### What you are asked to do
Below are some records; quote exactly the lines from the one that contains "[[123, 56], [7, 280]]" through the one that contains "[[359, 15]]", inclusive, and no others.

### Supplied data
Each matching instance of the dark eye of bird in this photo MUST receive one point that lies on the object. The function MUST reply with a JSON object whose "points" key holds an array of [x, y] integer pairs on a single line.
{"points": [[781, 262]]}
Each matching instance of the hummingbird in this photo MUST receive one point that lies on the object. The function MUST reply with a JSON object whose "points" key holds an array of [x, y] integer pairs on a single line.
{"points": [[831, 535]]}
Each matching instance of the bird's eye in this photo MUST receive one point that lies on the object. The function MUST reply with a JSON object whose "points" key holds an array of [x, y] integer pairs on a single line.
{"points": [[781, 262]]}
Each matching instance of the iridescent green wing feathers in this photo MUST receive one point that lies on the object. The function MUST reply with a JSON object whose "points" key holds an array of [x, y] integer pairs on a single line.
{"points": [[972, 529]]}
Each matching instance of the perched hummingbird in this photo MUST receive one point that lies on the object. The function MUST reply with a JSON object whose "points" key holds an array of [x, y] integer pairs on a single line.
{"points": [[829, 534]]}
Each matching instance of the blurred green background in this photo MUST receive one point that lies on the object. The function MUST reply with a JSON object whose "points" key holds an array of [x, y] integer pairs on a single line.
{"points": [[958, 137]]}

* * *

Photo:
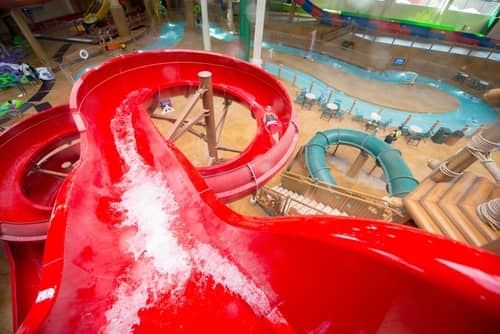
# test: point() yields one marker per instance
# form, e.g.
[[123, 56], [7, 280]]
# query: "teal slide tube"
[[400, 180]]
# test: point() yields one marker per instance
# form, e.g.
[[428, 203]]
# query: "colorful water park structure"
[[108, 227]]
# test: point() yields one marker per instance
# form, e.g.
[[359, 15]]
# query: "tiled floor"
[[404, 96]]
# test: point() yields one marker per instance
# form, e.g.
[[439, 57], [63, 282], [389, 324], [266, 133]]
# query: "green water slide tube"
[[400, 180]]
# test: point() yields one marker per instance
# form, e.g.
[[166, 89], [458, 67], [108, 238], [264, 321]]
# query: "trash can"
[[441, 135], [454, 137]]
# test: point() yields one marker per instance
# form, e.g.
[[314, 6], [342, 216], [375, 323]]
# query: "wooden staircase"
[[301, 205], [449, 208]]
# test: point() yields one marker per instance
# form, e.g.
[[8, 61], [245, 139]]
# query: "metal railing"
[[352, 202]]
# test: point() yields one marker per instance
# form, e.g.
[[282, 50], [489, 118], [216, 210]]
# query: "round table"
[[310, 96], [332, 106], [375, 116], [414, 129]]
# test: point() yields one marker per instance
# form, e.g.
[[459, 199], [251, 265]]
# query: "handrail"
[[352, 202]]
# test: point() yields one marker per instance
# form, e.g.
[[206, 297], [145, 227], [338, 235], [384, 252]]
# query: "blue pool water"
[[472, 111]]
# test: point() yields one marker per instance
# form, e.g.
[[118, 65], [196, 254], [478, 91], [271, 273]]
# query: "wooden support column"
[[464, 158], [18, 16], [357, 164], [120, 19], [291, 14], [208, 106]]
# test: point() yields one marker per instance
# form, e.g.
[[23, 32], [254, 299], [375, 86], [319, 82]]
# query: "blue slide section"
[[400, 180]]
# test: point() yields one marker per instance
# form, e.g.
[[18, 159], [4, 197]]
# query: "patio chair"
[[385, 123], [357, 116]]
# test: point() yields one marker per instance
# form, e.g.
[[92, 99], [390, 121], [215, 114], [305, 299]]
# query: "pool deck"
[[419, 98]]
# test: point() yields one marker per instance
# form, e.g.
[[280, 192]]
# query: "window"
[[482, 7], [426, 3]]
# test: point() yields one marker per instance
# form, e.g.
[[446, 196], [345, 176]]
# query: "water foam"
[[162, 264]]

### Solution to the exercise
[[123, 56], [7, 280]]
# query: "teal slide tube"
[[400, 180]]
# test: point() yields one marker per instance
# form, e.g.
[[428, 203]]
# query: "colorful water park structure"
[[108, 227]]
# test: point() yields one marker per instance
# form, e.g.
[[359, 15]]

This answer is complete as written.